Stated problem:
List the records as numbered lines, from the first line through the line with "<point>633,273</point>". Omit blank lines and leave the pictures out.

(Point labeling dataset excerpts)
· · ·
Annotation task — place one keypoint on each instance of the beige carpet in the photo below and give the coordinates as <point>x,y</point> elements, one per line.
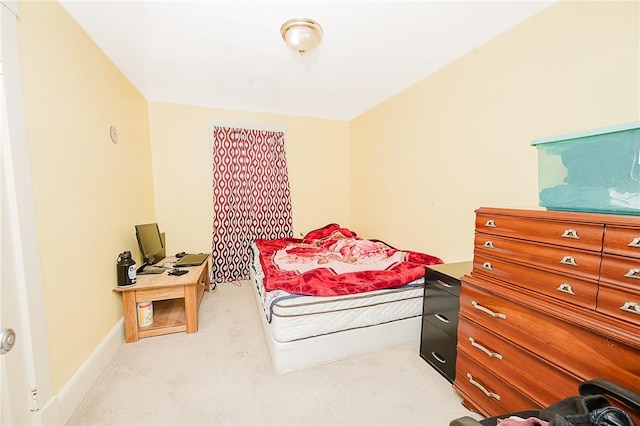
<point>223,375</point>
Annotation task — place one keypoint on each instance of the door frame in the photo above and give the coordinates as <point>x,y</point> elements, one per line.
<point>27,372</point>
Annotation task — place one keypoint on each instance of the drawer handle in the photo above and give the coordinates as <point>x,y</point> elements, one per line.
<point>481,308</point>
<point>485,350</point>
<point>487,265</point>
<point>482,388</point>
<point>632,307</point>
<point>441,317</point>
<point>566,288</point>
<point>442,283</point>
<point>438,358</point>
<point>570,233</point>
<point>569,260</point>
<point>633,273</point>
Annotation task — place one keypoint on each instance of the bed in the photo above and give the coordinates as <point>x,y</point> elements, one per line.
<point>332,295</point>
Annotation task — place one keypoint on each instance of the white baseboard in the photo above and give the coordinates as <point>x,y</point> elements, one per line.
<point>70,396</point>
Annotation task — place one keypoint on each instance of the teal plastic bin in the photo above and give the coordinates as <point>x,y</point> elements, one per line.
<point>592,171</point>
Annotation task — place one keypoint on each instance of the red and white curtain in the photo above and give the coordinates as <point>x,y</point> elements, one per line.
<point>251,197</point>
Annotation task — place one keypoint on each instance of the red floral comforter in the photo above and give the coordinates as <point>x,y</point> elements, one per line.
<point>333,261</point>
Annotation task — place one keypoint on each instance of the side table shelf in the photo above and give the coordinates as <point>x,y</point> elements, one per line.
<point>176,300</point>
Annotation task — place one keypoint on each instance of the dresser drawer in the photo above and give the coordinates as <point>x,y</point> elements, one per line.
<point>520,368</point>
<point>448,283</point>
<point>622,241</point>
<point>621,304</point>
<point>623,271</point>
<point>489,394</point>
<point>439,350</point>
<point>440,309</point>
<point>577,235</point>
<point>589,354</point>
<point>570,289</point>
<point>562,259</point>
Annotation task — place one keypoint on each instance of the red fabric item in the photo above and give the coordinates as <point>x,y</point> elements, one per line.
<point>323,281</point>
<point>326,232</point>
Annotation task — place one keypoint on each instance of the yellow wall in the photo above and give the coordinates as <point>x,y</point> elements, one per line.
<point>89,192</point>
<point>425,159</point>
<point>317,161</point>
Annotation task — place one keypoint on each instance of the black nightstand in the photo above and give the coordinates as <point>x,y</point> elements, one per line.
<point>440,306</point>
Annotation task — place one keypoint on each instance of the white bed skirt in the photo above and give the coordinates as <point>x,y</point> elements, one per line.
<point>312,351</point>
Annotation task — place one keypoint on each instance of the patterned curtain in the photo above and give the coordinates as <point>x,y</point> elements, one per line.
<point>251,197</point>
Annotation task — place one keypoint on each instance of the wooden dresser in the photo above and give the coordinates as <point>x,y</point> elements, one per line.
<point>553,299</point>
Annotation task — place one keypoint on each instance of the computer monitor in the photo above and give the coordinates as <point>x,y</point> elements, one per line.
<point>150,243</point>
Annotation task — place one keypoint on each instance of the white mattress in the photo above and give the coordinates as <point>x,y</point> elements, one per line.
<point>295,317</point>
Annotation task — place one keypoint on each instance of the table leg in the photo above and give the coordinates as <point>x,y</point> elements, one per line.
<point>191,308</point>
<point>130,316</point>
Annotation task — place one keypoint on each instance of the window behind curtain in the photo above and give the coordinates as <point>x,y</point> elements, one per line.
<point>251,197</point>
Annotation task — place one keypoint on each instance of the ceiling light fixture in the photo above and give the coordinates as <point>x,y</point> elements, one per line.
<point>302,35</point>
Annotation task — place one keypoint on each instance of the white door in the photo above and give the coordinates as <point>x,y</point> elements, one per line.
<point>14,377</point>
<point>24,370</point>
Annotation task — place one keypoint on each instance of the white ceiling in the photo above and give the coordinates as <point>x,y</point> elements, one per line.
<point>230,54</point>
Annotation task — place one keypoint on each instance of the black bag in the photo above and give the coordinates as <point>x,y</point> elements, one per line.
<point>587,410</point>
<point>590,408</point>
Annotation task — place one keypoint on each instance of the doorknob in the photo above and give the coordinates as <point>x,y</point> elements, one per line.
<point>7,339</point>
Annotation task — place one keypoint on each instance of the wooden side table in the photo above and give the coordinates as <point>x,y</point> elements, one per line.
<point>176,300</point>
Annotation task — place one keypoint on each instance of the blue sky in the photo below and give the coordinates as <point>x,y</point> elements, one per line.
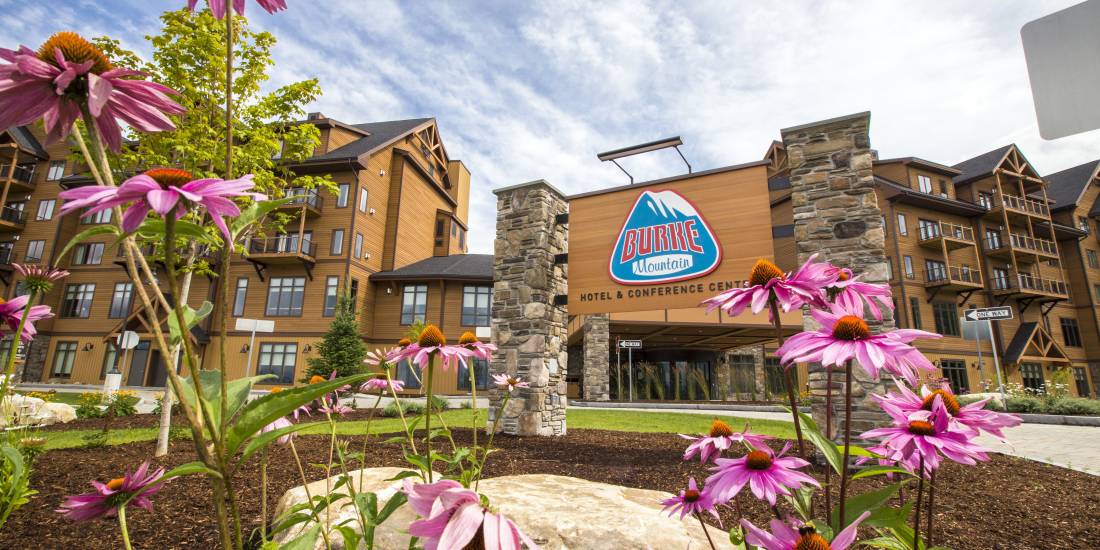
<point>527,90</point>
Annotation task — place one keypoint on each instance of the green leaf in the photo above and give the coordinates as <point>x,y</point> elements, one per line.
<point>305,541</point>
<point>865,502</point>
<point>84,235</point>
<point>266,409</point>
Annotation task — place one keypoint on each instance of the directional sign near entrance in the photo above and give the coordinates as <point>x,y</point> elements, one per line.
<point>998,314</point>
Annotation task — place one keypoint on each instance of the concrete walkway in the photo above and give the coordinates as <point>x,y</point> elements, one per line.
<point>1074,447</point>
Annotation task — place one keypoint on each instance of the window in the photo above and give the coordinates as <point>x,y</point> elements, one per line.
<point>481,374</point>
<point>331,286</point>
<point>100,217</point>
<point>56,171</point>
<point>928,229</point>
<point>414,304</point>
<point>1082,382</point>
<point>476,301</point>
<point>1032,374</point>
<point>285,296</point>
<point>64,358</point>
<point>924,183</point>
<point>242,294</point>
<point>955,372</point>
<point>342,195</point>
<point>34,251</point>
<point>1070,333</point>
<point>337,246</point>
<point>77,300</point>
<point>946,316</point>
<point>45,210</point>
<point>277,359</point>
<point>406,374</point>
<point>88,253</point>
<point>121,300</point>
<point>914,308</point>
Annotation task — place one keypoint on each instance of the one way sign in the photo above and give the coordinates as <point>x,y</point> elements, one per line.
<point>998,314</point>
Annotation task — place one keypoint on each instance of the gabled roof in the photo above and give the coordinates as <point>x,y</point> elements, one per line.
<point>381,133</point>
<point>455,266</point>
<point>1067,186</point>
<point>981,165</point>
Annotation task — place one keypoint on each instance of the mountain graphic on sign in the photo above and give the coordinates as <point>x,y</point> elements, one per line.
<point>663,239</point>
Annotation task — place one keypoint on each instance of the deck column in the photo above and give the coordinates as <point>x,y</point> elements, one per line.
<point>837,216</point>
<point>528,327</point>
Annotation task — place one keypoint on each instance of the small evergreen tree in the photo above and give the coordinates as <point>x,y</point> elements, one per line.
<point>342,350</point>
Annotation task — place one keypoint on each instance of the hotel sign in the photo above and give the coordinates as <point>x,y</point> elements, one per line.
<point>667,244</point>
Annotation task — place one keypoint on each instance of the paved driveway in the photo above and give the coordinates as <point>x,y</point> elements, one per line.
<point>1076,447</point>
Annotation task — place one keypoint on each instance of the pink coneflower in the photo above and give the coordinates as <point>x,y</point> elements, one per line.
<point>794,535</point>
<point>279,424</point>
<point>219,7</point>
<point>768,282</point>
<point>691,502</point>
<point>844,336</point>
<point>477,349</point>
<point>971,417</point>
<point>767,474</point>
<point>453,516</point>
<point>39,278</point>
<point>163,190</point>
<point>721,437</point>
<point>67,73</point>
<point>926,433</point>
<point>854,295</point>
<point>509,383</point>
<point>105,502</point>
<point>11,312</point>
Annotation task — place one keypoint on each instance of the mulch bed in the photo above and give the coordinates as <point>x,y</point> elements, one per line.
<point>1008,503</point>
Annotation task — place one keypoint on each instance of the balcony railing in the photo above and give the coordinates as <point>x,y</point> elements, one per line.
<point>944,229</point>
<point>1024,205</point>
<point>282,245</point>
<point>13,213</point>
<point>20,174</point>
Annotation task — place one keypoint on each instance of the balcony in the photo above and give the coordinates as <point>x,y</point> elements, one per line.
<point>953,278</point>
<point>12,218</point>
<point>22,176</point>
<point>944,234</point>
<point>309,200</point>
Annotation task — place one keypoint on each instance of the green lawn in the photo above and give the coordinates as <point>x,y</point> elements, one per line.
<point>579,418</point>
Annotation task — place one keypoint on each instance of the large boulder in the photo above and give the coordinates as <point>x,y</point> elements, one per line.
<point>557,512</point>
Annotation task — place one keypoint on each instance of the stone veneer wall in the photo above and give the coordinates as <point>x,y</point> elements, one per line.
<point>836,216</point>
<point>528,329</point>
<point>596,374</point>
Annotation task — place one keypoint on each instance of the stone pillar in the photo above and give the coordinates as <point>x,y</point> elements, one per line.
<point>528,328</point>
<point>836,216</point>
<point>596,373</point>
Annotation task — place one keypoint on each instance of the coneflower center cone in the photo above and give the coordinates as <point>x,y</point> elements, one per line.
<point>950,403</point>
<point>762,272</point>
<point>850,327</point>
<point>758,460</point>
<point>75,50</point>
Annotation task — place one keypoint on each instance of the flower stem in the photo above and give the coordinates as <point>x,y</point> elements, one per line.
<point>787,378</point>
<point>705,531</point>
<point>847,439</point>
<point>122,527</point>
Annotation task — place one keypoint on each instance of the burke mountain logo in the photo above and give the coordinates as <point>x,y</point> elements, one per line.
<point>663,239</point>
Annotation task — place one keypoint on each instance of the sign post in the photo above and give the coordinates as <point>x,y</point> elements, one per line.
<point>253,326</point>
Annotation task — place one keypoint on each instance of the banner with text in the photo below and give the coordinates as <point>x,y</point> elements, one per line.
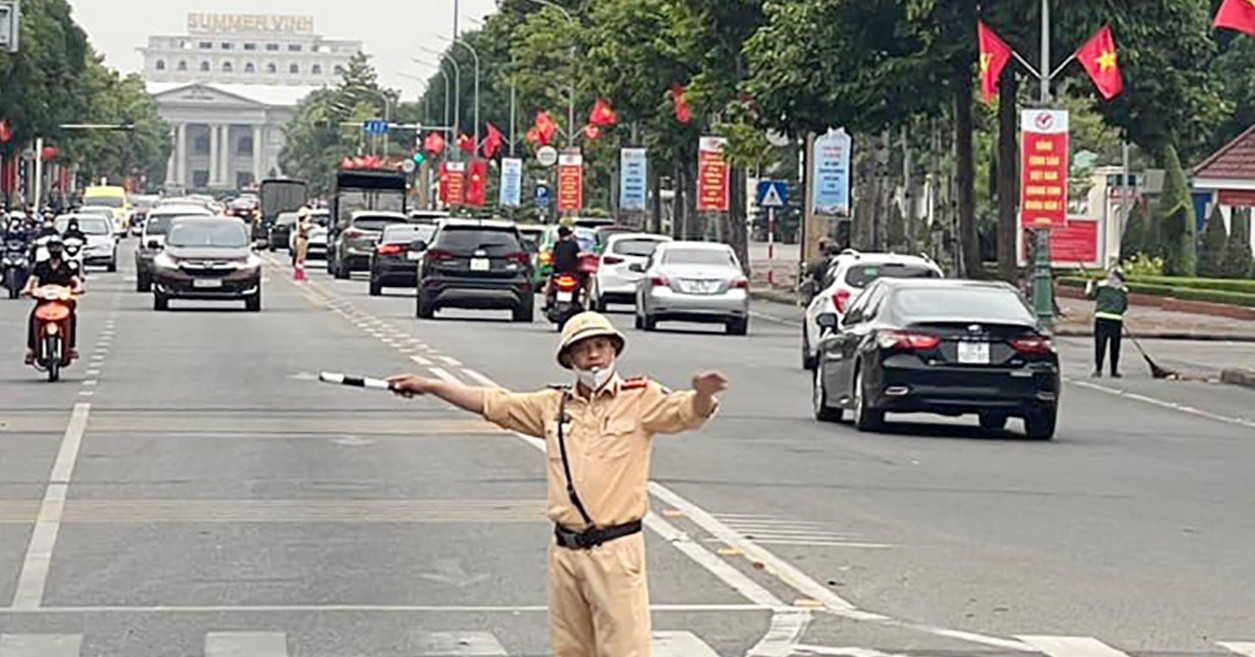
<point>713,174</point>
<point>570,182</point>
<point>1044,186</point>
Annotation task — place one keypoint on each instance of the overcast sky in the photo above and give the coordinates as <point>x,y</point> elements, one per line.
<point>393,31</point>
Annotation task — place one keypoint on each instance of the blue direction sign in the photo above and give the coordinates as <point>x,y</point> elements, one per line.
<point>772,193</point>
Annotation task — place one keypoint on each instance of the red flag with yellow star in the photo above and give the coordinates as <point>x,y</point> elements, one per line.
<point>994,55</point>
<point>1098,58</point>
<point>1236,15</point>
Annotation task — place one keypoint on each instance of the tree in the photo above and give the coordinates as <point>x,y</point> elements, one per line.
<point>1238,252</point>
<point>1176,218</point>
<point>1211,250</point>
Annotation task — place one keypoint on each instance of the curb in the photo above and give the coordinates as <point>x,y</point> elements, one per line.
<point>1239,378</point>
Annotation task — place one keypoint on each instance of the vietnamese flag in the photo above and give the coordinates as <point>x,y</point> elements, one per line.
<point>477,187</point>
<point>1236,15</point>
<point>994,55</point>
<point>1098,58</point>
<point>603,114</point>
<point>492,142</point>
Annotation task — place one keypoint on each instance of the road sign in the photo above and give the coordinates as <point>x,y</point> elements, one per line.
<point>772,193</point>
<point>546,156</point>
<point>375,127</point>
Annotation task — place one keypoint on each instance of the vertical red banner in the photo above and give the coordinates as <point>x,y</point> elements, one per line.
<point>713,174</point>
<point>1044,186</point>
<point>570,182</point>
<point>453,183</point>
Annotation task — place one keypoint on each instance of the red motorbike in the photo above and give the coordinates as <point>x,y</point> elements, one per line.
<point>53,329</point>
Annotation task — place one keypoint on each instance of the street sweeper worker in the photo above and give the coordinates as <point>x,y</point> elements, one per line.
<point>1111,302</point>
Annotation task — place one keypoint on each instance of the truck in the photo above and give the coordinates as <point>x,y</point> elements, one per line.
<point>277,196</point>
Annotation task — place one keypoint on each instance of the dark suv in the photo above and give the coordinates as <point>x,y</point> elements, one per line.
<point>476,265</point>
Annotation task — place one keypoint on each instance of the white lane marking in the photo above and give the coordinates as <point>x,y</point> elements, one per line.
<point>1170,405</point>
<point>680,645</point>
<point>461,645</point>
<point>1071,646</point>
<point>245,645</point>
<point>478,378</point>
<point>40,645</point>
<point>43,538</point>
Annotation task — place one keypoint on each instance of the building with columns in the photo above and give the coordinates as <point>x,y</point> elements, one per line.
<point>230,87</point>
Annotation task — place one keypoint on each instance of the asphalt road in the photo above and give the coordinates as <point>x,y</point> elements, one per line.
<point>186,490</point>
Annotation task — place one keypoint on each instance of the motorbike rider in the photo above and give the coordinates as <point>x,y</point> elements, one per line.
<point>53,271</point>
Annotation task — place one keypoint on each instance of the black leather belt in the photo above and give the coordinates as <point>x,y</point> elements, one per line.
<point>595,537</point>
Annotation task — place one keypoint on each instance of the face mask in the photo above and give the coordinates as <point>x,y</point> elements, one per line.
<point>594,379</point>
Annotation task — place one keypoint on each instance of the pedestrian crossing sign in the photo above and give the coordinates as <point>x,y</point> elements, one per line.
<point>772,193</point>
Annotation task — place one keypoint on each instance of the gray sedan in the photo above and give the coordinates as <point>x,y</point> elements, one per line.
<point>694,282</point>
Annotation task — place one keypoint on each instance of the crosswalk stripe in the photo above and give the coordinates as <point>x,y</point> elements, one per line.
<point>40,645</point>
<point>680,645</point>
<point>245,645</point>
<point>1071,646</point>
<point>462,645</point>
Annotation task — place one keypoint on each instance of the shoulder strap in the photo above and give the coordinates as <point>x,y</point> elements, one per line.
<point>566,465</point>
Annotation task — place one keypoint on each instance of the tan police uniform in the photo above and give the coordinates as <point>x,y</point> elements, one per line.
<point>599,598</point>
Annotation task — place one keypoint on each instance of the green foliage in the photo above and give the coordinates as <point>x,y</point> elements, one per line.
<point>1238,253</point>
<point>1211,250</point>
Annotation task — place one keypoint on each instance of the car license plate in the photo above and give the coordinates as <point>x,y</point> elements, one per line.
<point>974,352</point>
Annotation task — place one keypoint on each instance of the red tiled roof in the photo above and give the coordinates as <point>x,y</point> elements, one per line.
<point>1235,159</point>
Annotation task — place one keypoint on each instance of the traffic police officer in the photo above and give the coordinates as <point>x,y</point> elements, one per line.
<point>599,438</point>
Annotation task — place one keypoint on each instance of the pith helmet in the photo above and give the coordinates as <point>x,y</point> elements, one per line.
<point>584,326</point>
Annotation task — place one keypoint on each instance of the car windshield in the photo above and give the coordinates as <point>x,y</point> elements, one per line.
<point>404,235</point>
<point>160,223</point>
<point>88,225</point>
<point>375,223</point>
<point>699,256</point>
<point>862,275</point>
<point>495,242</point>
<point>107,201</point>
<point>961,304</point>
<point>635,247</point>
<point>208,233</point>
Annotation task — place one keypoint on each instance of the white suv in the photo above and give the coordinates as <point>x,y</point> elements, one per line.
<point>847,276</point>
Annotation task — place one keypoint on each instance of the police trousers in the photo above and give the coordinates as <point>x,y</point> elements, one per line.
<point>599,599</point>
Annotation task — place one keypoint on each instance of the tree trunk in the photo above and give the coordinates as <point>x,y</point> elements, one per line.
<point>1008,179</point>
<point>969,238</point>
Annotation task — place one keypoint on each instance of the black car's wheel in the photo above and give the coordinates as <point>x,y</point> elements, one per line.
<point>1039,425</point>
<point>866,419</point>
<point>993,421</point>
<point>820,400</point>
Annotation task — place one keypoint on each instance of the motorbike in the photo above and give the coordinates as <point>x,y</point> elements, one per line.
<point>14,266</point>
<point>53,329</point>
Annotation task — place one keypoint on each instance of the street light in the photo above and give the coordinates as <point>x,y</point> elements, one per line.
<point>570,115</point>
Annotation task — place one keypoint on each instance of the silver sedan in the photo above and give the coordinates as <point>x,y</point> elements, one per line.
<point>693,282</point>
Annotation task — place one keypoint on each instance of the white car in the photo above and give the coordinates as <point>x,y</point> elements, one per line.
<point>847,276</point>
<point>615,282</point>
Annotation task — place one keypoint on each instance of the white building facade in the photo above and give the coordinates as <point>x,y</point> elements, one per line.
<point>230,87</point>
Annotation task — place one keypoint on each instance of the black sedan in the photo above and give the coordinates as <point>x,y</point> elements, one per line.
<point>393,262</point>
<point>945,347</point>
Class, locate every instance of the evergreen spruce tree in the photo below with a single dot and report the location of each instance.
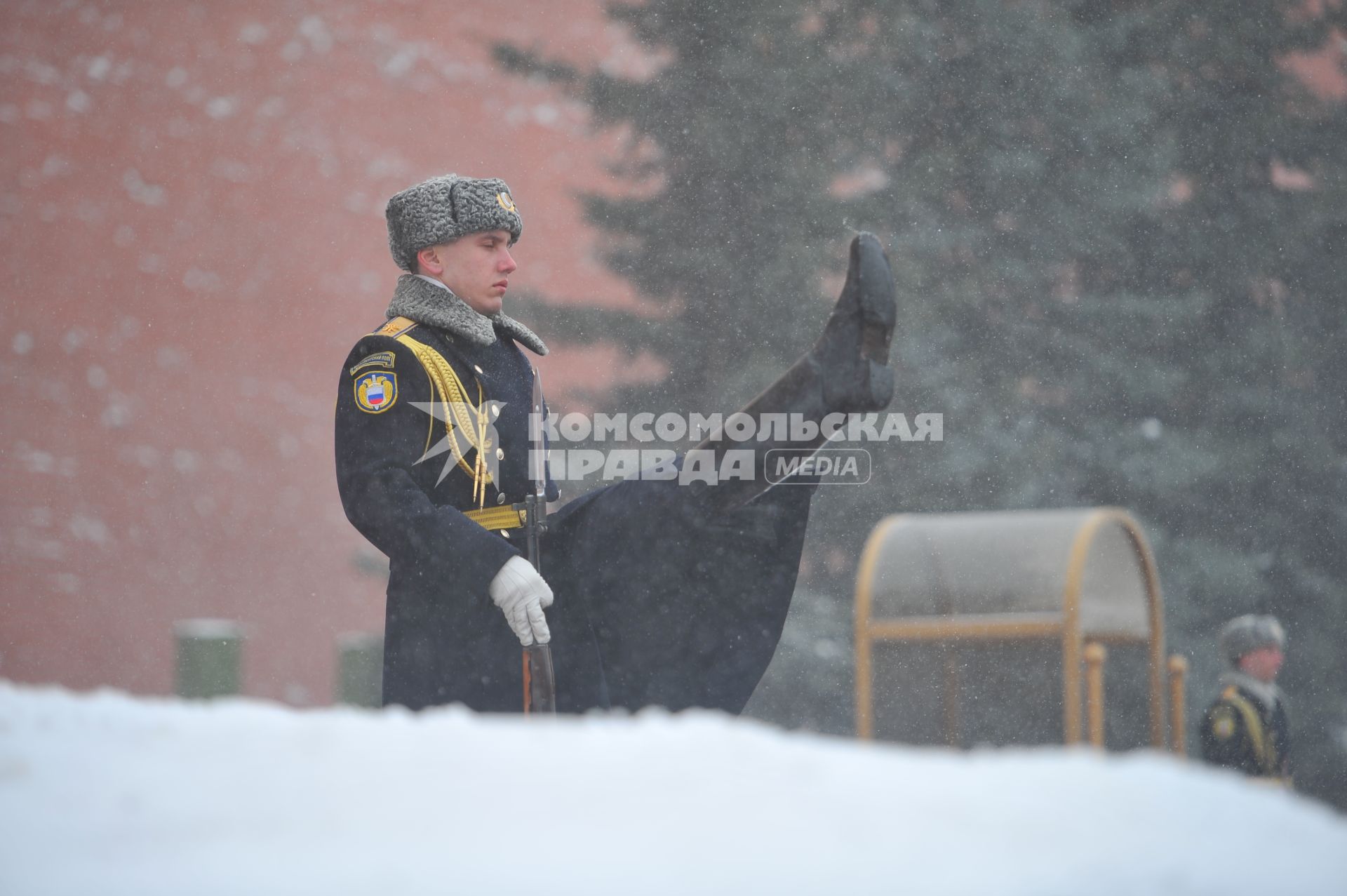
· · ·
Answer below:
1. Annotation task — place one keypoint on each instance of the beige carpet in the photo below and give the coordinates as <point>x,y</point> elements, one per line.
2. <point>223,375</point>
3. Annotation task — place one keypoint on each instance of the door frame in the photo above and give the coordinates as <point>x,y</point> elements, one per line.
4. <point>27,372</point>
5. Annotation task — place one keypoint on each instance of the drawer handle in the photo above and give the coordinates as <point>x,y</point> elements, one per line.
6. <point>481,308</point>
7. <point>485,350</point>
8. <point>487,265</point>
9. <point>482,388</point>
10. <point>632,307</point>
11. <point>441,317</point>
12. <point>566,288</point>
13. <point>442,283</point>
14. <point>438,358</point>
15. <point>570,233</point>
16. <point>569,260</point>
17. <point>633,273</point>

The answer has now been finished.